Problems to work on:
1. From the passage on Uber's trip requests, write out the text beginning at the words "Ridership in Hong" and ending after the words "lows, Khosrowshahi said.".
2. According to the passage on Uber's ridership, how much has ridership in Hong Kong recovered from its coronavirus-driven lows?
3. Write what comes next in the passage about Uber's ride and food-delivery business, picking up after its final sentence.
===== Document extract =====
Trip requests are now down about 70% from a year earlier, slightly lesser than April's 80% drop, Chief Executive Officer Dara Khosrowshahi said in a conference with Bank of America analysts.

He said the company's rides business is improving on a week-over-week basis, adding that the surge in food-delivery orders at Uber Eats recorded in the first quarter, showed no signs of slowing in May, easing concerns of investors who thought it could be a one-off trend during the pandemic.

Ridership in Hong Kong, which has been one of the most successful cities in the world at containing the novel coronavirus outbreak, has recovered more than 80% from its coronavirus-driven lows, Khosrowshahi said.

However, the riders coming back are not the ones Uber initially expected.
===== Data records =====
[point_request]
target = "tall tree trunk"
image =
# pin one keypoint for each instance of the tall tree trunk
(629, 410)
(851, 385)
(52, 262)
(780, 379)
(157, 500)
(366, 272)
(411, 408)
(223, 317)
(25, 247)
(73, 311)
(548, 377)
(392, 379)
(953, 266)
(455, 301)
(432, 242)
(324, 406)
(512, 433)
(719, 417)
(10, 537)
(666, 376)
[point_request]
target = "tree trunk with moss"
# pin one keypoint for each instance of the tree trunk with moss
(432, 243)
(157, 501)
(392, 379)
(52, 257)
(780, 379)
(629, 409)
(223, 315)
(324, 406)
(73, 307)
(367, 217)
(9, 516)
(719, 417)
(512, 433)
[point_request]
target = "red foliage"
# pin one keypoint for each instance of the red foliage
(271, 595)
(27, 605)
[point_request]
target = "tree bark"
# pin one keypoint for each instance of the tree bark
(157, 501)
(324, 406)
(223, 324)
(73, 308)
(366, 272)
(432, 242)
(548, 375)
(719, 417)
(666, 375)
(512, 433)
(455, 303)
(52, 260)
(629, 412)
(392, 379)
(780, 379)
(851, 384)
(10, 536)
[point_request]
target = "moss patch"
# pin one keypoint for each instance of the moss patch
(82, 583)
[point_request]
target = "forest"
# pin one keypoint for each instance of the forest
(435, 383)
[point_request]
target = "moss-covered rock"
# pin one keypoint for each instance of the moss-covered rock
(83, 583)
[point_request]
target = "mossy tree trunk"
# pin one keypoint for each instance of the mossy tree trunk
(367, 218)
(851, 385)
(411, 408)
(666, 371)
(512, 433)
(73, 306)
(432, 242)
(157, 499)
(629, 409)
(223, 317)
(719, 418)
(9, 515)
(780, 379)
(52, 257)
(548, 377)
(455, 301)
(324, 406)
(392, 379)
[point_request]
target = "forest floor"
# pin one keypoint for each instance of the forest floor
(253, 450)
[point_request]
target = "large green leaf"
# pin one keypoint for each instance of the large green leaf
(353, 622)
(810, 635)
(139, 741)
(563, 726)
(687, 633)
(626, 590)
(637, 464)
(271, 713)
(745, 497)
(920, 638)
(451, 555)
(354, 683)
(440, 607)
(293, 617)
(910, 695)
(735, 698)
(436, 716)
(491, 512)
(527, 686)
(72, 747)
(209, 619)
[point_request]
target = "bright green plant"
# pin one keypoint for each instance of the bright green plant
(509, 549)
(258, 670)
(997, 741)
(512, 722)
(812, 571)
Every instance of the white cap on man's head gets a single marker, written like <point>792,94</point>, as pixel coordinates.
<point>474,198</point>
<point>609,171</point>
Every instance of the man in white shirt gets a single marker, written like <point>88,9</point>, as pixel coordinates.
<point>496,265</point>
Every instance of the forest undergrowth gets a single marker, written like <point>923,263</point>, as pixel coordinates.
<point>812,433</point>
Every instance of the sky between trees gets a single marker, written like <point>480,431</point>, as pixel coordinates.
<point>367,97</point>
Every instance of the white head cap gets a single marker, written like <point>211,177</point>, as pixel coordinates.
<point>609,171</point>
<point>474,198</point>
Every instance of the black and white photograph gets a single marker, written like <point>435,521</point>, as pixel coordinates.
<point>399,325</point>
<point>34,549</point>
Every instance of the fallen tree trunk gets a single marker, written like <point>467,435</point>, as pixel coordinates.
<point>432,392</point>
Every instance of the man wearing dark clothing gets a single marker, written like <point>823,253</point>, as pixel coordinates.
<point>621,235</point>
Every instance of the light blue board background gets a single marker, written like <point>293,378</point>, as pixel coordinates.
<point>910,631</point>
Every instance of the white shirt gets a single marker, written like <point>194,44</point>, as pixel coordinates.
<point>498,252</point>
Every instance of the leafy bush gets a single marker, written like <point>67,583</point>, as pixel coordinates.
=====
Answers provided:
1.
Ridership in Hong Kong, which has been one of the most successful cities in the world at containing the novel coronavirus outbreak, has recovered more than 80% from its coronavirus-driven lows, Khosrowshahi said.

2. More than 80%.

3.
"Our early hypothesis was that the use case of people going back to work will be the leading use case, and we saw some signal there," Khosrowshahi said. "But actually, the return is pretty broad. Party hours in a lot of these markets. People want to get out again safely, where they want to get out again, they want to socialize again and kind of get as much as they can their prior lives back."

Uber's disclosure -- which was in line with the rebound it said it expected in April -- did little to excited investors, and shares were unchanged through the end of the trading day Thursday. 

Rival Lyft also signaled a rebound in ridership on Tuesday, saying rides on its platform rose 26% in May from the previous month.